Legislators seek marijuana legalization
A group of legislators have called on the Illinois General Assembly to create a task force to develop legislation that would legalize and regulate the recreational use of marijuana in Illinois.
The legislators, county Commissioner John Fritchey (D-12) and state Representatives Kelly Cassidy (D-14), Michael Zalewski (D-23) and Christian Mitchell (D-26), maintain that creating a framework of marijuana legalization, regulation and taxation would address issues such as reducing drug-related crime and violence, freeing up police resources and providing revenue to the state.
"It is well past time to recognize that the so-called ‘war on drugs’ has been a misguided failure with respect to marijuana laws and policies," Fritchey said. "The Illinois legislature should follow the successful lead of other states and start taking meaningful steps toward a workable framework to allow the responsible sale and use of cannabis."

▸ Check your understanding:
(1) In the article on marijuana legalization, which district follows Christian Mitchell's name?
(2) List every state Representative named in the article on marijuana legalization.
(3) Copy out the article on marijuana legalization from the words "The legislators, county" through the words "to the state.", but change "revenue" to "income".

▸ Entries supplied:

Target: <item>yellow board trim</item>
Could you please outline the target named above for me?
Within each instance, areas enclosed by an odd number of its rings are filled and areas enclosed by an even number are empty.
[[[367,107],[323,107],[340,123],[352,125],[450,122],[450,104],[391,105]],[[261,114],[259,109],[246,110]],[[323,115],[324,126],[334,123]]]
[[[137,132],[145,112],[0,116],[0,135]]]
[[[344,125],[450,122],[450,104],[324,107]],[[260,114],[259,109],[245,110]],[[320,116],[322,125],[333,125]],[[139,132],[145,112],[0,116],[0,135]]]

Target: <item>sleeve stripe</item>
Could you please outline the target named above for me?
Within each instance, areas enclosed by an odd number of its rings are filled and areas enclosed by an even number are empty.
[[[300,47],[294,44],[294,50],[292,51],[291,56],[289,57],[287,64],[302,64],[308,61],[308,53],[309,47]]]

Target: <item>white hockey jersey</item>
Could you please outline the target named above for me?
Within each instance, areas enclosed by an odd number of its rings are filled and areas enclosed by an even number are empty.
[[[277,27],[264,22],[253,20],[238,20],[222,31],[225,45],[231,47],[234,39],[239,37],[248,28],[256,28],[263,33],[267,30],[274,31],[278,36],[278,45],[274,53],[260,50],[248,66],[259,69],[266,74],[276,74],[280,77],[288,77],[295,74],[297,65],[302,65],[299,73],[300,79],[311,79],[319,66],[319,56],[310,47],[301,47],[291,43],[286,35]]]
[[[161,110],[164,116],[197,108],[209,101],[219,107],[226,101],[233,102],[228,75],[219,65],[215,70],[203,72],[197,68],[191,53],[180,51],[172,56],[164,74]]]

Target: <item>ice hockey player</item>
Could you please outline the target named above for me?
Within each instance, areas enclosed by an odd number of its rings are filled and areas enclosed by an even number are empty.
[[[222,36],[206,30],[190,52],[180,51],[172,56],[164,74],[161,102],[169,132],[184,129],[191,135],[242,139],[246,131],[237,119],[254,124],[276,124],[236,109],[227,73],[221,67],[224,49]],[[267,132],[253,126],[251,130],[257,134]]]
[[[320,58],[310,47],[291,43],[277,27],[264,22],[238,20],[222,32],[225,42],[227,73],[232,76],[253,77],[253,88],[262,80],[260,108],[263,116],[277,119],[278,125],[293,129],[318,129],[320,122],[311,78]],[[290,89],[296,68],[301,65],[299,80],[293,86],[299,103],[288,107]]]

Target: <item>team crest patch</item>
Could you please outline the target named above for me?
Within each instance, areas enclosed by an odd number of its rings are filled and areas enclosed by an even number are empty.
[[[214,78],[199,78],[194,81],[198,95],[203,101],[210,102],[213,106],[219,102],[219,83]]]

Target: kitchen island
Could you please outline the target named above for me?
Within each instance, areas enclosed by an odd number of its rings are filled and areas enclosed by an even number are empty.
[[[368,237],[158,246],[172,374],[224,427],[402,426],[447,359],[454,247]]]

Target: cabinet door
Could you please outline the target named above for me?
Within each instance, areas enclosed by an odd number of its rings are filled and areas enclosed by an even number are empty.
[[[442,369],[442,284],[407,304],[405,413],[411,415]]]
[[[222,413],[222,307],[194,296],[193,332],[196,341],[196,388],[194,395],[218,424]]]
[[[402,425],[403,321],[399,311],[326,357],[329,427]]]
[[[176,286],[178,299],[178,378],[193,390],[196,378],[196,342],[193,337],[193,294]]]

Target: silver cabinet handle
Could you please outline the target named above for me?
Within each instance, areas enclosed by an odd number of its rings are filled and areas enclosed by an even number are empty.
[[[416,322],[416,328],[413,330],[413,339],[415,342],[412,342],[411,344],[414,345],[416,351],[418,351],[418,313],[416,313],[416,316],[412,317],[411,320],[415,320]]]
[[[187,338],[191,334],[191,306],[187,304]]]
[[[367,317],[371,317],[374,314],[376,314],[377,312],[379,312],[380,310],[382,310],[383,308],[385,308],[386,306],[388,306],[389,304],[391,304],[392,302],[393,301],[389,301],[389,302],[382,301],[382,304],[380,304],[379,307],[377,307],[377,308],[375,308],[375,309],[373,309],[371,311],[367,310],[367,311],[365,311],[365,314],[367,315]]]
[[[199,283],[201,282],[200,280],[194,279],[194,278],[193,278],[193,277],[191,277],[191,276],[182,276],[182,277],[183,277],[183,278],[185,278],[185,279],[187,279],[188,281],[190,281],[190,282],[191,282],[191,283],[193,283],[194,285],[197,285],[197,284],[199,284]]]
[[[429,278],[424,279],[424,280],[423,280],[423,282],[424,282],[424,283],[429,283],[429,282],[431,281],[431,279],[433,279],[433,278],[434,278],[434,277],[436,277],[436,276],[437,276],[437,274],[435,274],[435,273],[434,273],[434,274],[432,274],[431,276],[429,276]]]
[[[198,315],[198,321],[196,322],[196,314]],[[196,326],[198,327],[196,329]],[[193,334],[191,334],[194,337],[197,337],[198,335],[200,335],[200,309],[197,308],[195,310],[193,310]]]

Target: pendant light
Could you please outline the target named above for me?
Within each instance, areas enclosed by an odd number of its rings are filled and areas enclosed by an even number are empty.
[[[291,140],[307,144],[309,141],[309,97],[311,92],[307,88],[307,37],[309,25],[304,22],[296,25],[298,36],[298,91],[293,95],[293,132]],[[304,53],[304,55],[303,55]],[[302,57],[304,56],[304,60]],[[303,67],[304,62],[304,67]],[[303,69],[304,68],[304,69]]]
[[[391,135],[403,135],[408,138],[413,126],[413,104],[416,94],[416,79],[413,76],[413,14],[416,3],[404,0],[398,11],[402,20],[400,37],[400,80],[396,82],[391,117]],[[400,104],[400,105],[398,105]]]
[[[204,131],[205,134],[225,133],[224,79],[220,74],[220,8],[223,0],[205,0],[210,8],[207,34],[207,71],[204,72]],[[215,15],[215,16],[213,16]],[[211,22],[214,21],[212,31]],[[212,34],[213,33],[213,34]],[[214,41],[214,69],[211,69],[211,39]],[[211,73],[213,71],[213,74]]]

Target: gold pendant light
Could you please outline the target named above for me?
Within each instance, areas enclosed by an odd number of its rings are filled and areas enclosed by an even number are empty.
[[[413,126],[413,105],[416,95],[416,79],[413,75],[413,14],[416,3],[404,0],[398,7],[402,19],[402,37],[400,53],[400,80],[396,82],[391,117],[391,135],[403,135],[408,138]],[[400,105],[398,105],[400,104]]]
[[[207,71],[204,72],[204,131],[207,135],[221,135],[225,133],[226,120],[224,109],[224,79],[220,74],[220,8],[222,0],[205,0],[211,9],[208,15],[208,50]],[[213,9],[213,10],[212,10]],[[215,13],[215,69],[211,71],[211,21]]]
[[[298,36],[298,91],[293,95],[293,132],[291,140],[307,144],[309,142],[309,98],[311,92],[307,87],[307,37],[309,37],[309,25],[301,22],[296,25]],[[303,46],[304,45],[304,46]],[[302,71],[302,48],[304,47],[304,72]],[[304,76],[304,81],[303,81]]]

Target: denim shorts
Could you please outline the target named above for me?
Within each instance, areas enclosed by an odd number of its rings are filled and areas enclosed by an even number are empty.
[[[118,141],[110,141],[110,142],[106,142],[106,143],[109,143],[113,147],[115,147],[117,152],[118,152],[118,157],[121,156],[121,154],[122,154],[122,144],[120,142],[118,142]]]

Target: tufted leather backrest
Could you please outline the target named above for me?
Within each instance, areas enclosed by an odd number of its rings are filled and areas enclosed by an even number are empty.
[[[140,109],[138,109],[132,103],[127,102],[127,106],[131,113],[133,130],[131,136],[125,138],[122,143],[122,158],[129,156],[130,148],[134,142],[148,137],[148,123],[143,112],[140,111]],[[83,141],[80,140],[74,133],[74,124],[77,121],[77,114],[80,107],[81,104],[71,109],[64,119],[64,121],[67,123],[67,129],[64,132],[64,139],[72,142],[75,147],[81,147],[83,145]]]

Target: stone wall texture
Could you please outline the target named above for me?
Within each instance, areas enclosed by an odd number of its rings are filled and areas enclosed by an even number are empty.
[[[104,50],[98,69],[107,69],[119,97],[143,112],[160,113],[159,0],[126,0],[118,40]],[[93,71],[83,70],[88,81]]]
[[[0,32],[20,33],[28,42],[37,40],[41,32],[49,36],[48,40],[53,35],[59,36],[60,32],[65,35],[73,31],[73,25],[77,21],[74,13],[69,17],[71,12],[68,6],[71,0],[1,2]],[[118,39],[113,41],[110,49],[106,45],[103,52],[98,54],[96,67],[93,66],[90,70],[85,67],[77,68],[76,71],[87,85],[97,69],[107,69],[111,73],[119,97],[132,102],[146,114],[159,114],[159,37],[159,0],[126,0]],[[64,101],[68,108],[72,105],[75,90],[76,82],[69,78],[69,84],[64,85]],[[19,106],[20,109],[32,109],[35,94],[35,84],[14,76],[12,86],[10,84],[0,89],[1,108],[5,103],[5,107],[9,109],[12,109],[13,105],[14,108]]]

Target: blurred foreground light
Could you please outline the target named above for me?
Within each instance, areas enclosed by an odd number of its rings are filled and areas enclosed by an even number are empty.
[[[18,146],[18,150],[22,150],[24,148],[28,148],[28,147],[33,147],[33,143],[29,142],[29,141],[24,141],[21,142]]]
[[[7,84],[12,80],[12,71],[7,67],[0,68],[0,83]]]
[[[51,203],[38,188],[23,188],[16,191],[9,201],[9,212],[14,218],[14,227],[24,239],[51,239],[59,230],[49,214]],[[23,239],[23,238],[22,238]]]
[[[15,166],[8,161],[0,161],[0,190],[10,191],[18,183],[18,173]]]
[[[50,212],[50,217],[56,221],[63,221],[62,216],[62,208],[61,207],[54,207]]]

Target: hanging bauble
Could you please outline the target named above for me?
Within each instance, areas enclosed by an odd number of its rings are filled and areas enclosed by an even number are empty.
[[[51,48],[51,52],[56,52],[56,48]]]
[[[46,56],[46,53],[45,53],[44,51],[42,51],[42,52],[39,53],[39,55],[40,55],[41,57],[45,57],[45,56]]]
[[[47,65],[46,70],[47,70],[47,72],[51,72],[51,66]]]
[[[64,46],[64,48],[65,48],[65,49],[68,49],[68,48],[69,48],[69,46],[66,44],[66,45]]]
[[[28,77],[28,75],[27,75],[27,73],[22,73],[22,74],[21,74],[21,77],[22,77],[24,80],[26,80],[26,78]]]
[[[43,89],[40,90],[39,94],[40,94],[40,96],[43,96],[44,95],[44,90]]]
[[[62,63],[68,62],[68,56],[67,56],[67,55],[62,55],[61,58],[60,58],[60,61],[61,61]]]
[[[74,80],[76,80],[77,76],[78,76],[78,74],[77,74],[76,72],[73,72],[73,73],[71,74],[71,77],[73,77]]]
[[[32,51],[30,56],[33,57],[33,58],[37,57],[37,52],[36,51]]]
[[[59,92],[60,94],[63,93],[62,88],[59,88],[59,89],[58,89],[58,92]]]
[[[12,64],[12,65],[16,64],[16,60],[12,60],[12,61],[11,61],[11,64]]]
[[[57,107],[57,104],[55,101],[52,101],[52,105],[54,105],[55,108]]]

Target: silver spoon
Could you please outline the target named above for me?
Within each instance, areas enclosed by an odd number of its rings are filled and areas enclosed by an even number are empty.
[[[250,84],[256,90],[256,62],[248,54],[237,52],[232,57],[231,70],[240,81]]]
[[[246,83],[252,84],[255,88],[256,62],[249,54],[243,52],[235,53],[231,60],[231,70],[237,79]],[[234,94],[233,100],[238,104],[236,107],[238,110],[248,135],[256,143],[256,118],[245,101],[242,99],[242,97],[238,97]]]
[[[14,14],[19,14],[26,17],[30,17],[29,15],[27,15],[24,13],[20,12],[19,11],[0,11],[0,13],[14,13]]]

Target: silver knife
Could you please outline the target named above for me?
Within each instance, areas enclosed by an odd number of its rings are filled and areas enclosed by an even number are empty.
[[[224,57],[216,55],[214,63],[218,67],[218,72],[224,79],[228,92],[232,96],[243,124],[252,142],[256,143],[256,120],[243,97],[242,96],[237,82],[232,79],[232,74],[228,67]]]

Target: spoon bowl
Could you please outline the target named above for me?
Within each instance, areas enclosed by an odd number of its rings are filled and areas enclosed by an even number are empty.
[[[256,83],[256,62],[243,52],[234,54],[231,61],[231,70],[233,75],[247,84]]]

▸ Problem solutions:
(1) D-26

(2) Kelly Cassidy, Michael Zalewski, Christian Mitchell

(3)
The legislators, county Commissioner John Fritchey (D-12) and state Representatives Kelly Cassidy (D-14), Michael Zalewski (D-23) and Christian Mitchell (D-26), maintain that creating a framework of marijuana legalization, regulation and taxation would address issues such as reducing drug-related crime and violence, freeing up police resources and providing income to the state.